Stored data entries:
◇ ◇ ◇

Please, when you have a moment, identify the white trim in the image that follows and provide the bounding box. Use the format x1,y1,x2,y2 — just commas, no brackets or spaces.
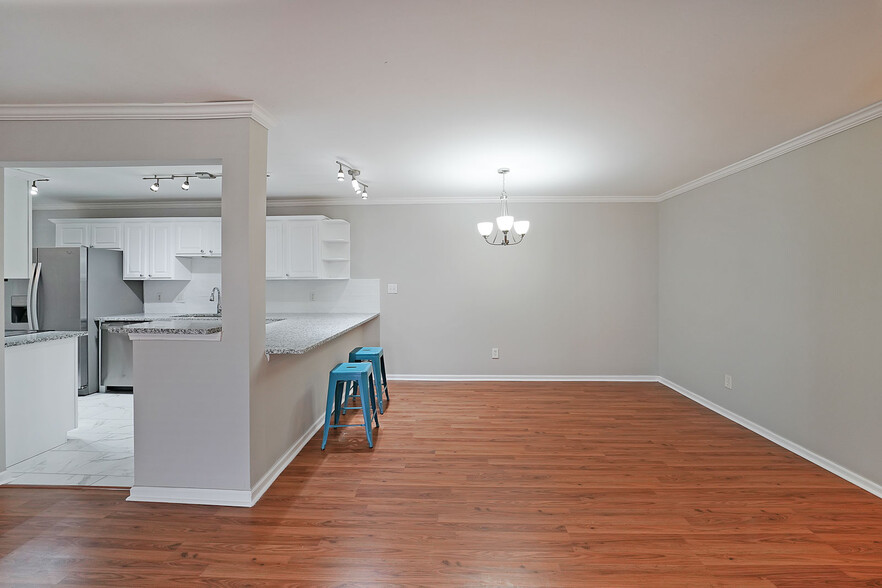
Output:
656,99,882,201
127,485,253,507
658,377,882,500
33,199,223,211
387,374,658,382
0,101,276,129
0,470,21,485
250,415,324,506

◇ ◇ ◇

* [Your assignment] Once the pictures are removed, return the entries exactly as they stand.

* [Solution to this problem]
Please, when you have a moment, identify the white trim in the image that follows and provide the bounding box. Use the format x1,y1,x2,y2 — just commas, no brackets or spaces.
Output:
656,99,882,201
127,485,253,507
658,377,882,500
33,199,223,211
387,374,658,382
0,101,276,129
0,470,21,485
250,415,324,506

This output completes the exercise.